• _Problem description_
Skip the images and copy each record exactly as written.

• _Working data_

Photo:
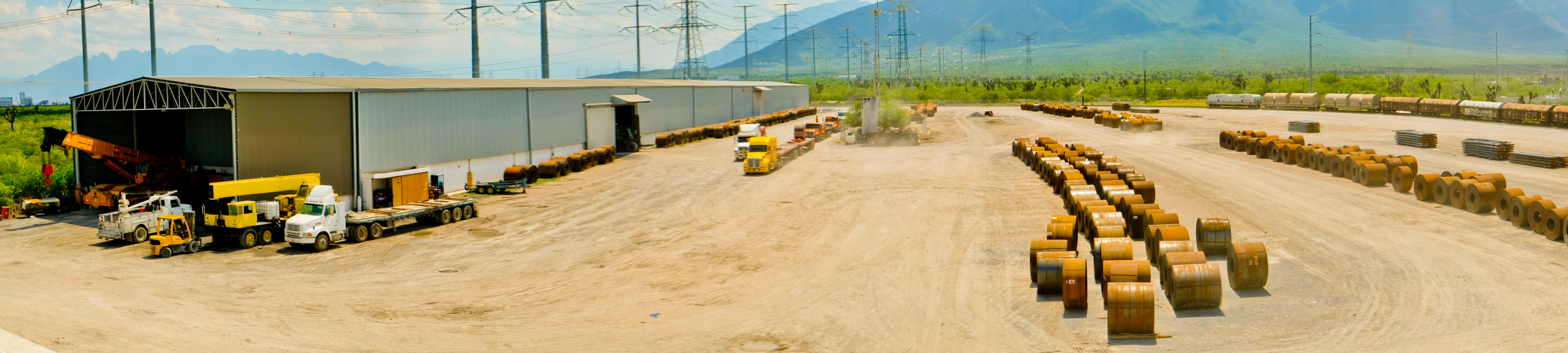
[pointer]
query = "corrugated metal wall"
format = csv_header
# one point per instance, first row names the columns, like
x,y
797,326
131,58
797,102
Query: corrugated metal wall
x,y
713,106
283,134
424,128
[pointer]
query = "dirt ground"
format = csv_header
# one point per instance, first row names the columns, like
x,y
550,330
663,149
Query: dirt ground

• _Exercise output_
Photo:
[pointer]
query = "corrugated metal wall"
format = csv_header
# one point per instance, first row names the columns, like
x,y
797,326
131,58
797,102
Query: corrugated metal wall
x,y
713,106
283,134
424,128
[pointer]
query = "dirt ground"
format = csv_header
# one point per instance, first row names the columns, like
x,y
550,330
663,149
Query: dirt ground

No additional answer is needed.